== Extracted information ==
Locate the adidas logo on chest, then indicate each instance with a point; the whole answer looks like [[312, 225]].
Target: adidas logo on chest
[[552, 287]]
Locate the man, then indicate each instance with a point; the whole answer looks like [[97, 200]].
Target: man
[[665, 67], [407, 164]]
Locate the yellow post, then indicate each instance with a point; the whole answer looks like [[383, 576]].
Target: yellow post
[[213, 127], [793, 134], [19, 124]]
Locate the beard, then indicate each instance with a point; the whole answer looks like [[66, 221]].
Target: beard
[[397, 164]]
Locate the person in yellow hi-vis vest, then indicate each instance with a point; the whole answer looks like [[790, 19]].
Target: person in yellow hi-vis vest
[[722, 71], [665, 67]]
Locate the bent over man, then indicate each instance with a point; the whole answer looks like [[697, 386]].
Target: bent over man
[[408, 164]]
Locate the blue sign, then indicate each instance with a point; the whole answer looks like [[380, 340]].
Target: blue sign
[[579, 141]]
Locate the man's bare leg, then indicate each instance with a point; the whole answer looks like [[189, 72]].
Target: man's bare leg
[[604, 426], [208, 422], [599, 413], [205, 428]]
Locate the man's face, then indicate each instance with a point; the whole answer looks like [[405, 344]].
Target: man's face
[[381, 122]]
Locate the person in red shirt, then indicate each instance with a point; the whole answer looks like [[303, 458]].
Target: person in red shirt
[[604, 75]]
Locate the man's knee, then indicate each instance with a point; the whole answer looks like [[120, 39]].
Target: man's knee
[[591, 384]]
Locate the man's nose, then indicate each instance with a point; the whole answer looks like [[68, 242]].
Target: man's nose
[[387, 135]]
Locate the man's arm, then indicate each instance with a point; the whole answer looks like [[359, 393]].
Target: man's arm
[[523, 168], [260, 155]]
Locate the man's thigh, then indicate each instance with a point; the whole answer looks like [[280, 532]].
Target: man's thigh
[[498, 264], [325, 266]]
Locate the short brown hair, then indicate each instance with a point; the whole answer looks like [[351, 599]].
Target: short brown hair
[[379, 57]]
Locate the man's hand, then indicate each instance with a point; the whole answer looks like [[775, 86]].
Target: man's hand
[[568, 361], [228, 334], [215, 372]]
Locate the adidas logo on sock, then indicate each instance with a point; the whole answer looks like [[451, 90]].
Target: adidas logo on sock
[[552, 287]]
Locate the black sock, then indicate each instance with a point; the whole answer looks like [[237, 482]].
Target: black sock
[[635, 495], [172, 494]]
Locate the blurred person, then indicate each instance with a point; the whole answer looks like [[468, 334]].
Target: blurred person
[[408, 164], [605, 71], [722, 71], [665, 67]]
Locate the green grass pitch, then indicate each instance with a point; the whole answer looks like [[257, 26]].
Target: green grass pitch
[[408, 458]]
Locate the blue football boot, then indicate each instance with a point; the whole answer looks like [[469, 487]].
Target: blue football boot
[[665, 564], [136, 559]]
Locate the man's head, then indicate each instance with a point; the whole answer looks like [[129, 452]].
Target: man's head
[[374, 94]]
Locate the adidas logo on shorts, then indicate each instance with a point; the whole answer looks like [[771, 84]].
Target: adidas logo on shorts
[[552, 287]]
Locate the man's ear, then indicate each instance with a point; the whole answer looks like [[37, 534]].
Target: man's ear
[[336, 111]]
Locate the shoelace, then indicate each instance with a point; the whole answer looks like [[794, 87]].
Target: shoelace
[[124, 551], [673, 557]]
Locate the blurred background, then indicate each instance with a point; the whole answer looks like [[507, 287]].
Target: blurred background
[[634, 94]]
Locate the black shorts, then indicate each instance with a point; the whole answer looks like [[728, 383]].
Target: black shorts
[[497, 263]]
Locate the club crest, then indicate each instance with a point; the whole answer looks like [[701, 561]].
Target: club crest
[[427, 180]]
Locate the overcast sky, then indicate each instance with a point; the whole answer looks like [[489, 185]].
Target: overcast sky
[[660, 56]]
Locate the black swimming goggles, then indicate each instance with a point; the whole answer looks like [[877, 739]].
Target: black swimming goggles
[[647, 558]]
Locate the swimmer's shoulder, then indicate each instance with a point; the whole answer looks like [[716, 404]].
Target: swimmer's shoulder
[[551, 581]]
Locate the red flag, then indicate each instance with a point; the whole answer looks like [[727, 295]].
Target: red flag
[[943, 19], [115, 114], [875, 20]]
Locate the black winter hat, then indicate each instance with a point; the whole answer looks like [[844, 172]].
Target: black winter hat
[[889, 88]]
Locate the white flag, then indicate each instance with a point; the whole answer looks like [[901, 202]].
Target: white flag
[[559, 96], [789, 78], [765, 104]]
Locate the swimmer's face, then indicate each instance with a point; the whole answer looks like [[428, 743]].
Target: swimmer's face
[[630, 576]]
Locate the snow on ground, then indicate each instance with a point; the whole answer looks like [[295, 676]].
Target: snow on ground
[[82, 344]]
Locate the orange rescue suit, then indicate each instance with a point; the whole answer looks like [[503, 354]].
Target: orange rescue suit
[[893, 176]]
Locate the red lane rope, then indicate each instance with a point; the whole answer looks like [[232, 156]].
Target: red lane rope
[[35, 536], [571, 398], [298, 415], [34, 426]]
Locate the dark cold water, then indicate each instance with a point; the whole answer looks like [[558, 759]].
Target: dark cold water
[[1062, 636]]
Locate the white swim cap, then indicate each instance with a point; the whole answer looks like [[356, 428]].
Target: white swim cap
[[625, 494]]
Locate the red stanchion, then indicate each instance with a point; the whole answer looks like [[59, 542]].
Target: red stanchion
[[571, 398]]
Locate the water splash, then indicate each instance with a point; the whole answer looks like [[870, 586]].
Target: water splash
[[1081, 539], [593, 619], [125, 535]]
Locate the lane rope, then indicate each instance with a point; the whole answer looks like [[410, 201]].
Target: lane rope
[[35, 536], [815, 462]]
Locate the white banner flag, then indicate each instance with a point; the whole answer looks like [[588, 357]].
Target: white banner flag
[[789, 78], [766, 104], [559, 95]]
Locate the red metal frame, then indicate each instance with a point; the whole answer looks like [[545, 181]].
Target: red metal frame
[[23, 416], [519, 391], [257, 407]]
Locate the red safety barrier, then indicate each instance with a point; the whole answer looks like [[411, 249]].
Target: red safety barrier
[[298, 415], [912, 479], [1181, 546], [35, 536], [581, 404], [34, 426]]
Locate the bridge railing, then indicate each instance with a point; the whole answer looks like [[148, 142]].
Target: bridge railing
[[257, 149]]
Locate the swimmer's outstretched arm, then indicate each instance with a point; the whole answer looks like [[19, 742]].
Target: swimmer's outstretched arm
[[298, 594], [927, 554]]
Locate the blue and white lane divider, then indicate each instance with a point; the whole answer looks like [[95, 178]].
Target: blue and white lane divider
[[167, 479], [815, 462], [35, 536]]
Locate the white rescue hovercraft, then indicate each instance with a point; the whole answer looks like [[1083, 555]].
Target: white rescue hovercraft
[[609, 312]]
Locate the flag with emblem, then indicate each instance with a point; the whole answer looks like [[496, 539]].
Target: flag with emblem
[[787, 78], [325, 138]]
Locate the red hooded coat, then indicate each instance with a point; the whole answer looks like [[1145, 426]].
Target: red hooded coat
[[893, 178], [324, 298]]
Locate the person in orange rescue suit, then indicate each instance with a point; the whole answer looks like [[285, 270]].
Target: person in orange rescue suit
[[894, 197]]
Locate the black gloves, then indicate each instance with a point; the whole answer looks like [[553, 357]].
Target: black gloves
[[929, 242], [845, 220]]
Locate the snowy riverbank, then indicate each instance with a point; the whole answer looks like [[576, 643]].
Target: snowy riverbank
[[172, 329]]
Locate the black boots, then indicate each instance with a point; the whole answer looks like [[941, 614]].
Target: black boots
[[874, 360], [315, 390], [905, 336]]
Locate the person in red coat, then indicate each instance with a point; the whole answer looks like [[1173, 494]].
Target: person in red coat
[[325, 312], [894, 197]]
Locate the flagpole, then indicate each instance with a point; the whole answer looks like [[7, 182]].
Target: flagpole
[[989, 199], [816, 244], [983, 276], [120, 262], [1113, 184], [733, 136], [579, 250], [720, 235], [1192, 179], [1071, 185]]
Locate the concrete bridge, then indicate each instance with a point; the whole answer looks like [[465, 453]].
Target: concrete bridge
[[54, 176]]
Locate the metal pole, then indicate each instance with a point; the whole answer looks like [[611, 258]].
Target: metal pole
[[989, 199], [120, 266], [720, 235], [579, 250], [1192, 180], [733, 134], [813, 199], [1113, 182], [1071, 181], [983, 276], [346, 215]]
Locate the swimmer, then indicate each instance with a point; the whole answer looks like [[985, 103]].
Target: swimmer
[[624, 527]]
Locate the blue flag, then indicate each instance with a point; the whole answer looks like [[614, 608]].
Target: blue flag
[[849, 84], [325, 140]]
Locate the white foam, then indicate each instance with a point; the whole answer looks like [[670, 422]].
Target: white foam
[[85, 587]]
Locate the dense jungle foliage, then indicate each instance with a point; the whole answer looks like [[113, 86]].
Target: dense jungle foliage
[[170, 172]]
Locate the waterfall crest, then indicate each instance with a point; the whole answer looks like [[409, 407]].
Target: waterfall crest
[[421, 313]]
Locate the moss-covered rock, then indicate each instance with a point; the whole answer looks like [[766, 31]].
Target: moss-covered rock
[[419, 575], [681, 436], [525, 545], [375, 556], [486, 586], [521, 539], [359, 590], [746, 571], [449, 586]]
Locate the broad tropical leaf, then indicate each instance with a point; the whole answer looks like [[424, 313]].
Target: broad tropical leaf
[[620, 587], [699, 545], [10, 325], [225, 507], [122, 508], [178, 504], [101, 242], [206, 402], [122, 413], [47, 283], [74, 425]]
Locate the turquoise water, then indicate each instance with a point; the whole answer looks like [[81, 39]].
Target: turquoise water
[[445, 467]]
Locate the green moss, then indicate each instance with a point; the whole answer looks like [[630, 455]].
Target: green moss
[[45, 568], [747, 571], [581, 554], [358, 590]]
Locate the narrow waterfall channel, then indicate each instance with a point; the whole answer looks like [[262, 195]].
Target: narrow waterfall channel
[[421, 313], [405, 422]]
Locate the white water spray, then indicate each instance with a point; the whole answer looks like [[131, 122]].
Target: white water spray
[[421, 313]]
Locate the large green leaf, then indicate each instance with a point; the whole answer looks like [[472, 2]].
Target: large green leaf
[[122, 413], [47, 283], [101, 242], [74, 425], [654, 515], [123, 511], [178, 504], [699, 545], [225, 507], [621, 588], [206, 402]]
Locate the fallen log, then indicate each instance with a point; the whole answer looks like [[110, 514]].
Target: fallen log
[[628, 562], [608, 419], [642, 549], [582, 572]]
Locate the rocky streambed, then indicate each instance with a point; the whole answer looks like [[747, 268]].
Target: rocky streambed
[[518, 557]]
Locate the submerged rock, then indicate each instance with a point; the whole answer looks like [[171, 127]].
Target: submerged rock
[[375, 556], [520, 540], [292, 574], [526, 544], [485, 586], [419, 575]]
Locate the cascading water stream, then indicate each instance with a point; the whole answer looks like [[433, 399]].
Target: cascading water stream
===
Brief: Copy out the listing again without any change, from the line containing "Locate the submerged" up to and including the line containing "586], [419, 575]]".

Worked answer:
Locate the submerged rock, then indicate each instance with a point; the whole answer looks like [[171, 127]].
Target: submerged rock
[[375, 556], [520, 540], [292, 574], [526, 544], [485, 586], [419, 575]]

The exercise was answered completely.